— What you should do —
Produce an exact copy of all the data below, dropping every image.

— Records shown —
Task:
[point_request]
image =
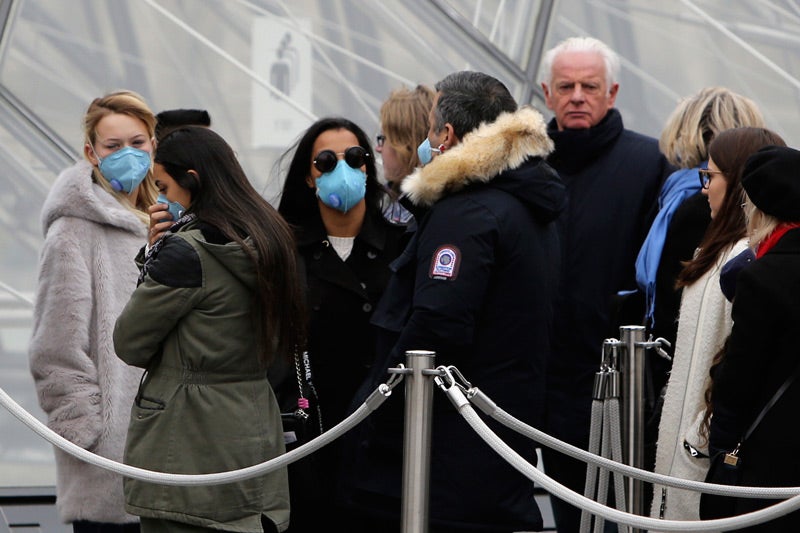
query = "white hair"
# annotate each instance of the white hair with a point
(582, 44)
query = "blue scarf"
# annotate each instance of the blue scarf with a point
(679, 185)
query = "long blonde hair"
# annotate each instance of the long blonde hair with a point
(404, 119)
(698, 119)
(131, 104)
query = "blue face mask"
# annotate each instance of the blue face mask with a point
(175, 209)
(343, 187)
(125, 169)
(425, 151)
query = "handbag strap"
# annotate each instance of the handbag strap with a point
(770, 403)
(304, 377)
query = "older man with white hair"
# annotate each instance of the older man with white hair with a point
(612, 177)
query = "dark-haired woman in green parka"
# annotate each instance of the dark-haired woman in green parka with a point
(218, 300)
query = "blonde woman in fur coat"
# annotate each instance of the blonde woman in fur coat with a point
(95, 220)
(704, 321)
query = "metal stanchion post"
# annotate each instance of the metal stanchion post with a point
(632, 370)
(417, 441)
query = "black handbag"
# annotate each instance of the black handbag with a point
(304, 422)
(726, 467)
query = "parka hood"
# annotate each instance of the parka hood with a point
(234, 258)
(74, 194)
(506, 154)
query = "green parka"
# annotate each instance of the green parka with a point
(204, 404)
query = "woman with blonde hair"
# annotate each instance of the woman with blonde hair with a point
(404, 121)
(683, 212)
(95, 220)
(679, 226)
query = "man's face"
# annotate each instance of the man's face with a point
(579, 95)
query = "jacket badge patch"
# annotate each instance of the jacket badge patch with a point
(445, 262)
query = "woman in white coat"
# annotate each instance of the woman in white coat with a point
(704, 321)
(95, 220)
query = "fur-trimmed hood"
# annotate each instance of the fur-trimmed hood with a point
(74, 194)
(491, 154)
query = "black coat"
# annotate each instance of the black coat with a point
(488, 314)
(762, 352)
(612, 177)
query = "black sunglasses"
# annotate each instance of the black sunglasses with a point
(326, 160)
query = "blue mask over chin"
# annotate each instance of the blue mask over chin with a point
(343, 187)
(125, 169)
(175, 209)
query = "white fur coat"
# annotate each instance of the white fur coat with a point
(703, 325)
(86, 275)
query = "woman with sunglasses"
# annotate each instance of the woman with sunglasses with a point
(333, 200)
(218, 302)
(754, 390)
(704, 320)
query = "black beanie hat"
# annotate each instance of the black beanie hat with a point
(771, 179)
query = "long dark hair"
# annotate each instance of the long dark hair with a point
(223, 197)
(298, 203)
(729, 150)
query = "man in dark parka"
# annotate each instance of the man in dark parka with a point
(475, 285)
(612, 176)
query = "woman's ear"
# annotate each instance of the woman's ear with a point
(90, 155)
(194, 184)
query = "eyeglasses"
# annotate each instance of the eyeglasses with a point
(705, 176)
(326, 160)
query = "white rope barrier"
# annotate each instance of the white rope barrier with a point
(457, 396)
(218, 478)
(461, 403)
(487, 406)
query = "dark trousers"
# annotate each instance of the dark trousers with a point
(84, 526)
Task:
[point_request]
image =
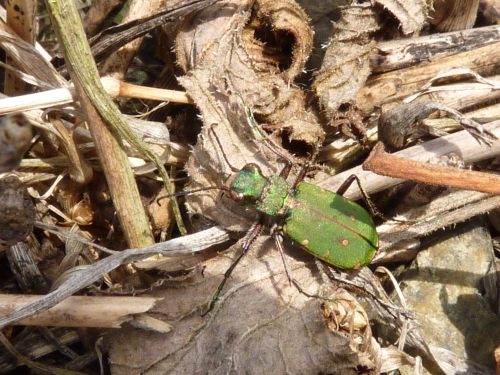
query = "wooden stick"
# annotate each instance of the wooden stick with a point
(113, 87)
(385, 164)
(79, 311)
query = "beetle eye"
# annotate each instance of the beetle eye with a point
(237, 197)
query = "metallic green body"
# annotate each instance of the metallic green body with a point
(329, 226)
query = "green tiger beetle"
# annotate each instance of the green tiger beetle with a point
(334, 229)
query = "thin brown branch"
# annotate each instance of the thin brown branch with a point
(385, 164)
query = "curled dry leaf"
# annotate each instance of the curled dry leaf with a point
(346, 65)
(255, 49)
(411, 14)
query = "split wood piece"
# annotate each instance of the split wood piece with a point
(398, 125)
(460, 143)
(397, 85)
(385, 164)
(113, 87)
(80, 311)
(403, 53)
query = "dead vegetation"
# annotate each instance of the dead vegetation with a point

— Output below —
Task:
[point_request]
image =
query = "white hair"
# annotate each instance of the white hair with a point
(582, 44)
query = "blue scarf"
# annotate each instance of the blue scarf with a point
(679, 185)
query = "long blonde hair"
# annotate each instance of the long blonde hair with a point
(404, 119)
(698, 119)
(131, 104)
query = "blue face mask"
# annotate each instance of the blue face mask with a point
(175, 209)
(343, 187)
(125, 169)
(425, 151)
query = "handbag strap"
# annotate each instance of the handbag strap with a point
(770, 403)
(304, 377)
query = "older man with white hair"
# annotate each instance of the older man with white hair with a point
(612, 177)
query = "dark-haired woman in green parka"
# annotate each instance of the dark-haired woman in green parka with a point
(218, 300)
query = "blonde woman in fur coat"
# annotate each instance of the blonde woman in fur coat with a point
(95, 220)
(704, 321)
query = "metal stanchion post"
# annotate each instance of the metal stanchion post with a point
(632, 370)
(417, 441)
query = "black handbag"
# annotate each instance of the black handbag with a point
(304, 422)
(726, 467)
query = "parka hood"
# annotate each instance of the parka hood with a point
(234, 258)
(74, 194)
(506, 154)
query = "green parka"
# annotate each instance of the green parka with a point
(204, 404)
query = "woman with blonde hair"
# annotate each instance of the woman with blonde hair with a point
(404, 121)
(683, 212)
(95, 220)
(679, 226)
query = "man's face"
# annotate each instance of the man's face with a point
(579, 95)
query = "jacket badge patch"
# annotate each instance of the jacket badge patch with a point
(445, 262)
query = "woman in white coat"
# annotate each instance of the woman in white coat with a point
(704, 321)
(95, 220)
query = "fur-trimmed hood"
# annotate each instance of the fur-trimmed hood with a point
(74, 194)
(491, 154)
query = "black coat"
# annotate each instance of the black coat with a point
(488, 314)
(762, 352)
(612, 177)
query = "black sunglasses"
# annotate each instance of the black sunglasses with a point
(326, 160)
query = "blue mask over chin"
# annotate each instance of the blue mask over chin with a point
(343, 187)
(125, 169)
(175, 209)
query = "white fur coat"
# annotate each instance of the white fur coat with a point
(703, 325)
(86, 275)
query = "woman with sunglasses"
# annotate each instance of the woman with sunglasses with a point
(333, 200)
(218, 302)
(754, 390)
(704, 320)
query = "black beanie hat"
# annotate each instance of the black beanie hat with a point
(771, 179)
query = "long dark hair"
# annotate each instance of the long dark hair with a point
(223, 197)
(298, 203)
(729, 150)
query = "man in dark parka"
# annotate each instance of the man in dark parka with a point
(475, 285)
(612, 176)
query = "woman's ear"
# annotate each instance of the woman's ear with a point
(90, 155)
(194, 184)
query = "eyeglasses"
# annotate each instance of the eyeglasses with a point
(705, 176)
(326, 160)
query = "white rope barrier"
# annotate each instance of the white rope barrier with a point
(457, 396)
(218, 478)
(461, 403)
(487, 406)
query = "dark trousers"
# annotate each instance of the dark trousers with a point
(84, 526)
Task:
[point_request]
image =
query = "wooden stick"
# annotate each instance of the wooden stick with a point
(113, 87)
(385, 164)
(79, 311)
query = "beetle eye"
# annotate each instance of the beetle eye with a point
(237, 197)
query = "metallic green body"
# annotate each instance of the metallic green body with a point
(329, 226)
query = "green tiger beetle"
# annotate each instance of the green tiger beetle with a point
(334, 229)
query = "thin brown branch"
# annotate each instance of the thin brown branch with a point
(385, 164)
query = "curled dry leaf"
# annotate each instance of the curled dry leaf with a point
(346, 65)
(255, 49)
(411, 14)
query = "split wood piece"
# annotate each instance of the split wood piece with a point
(398, 125)
(460, 143)
(397, 85)
(385, 164)
(113, 87)
(80, 311)
(403, 53)
query = "dead vegetation"
# annotate each instance of the dead vegetation with a point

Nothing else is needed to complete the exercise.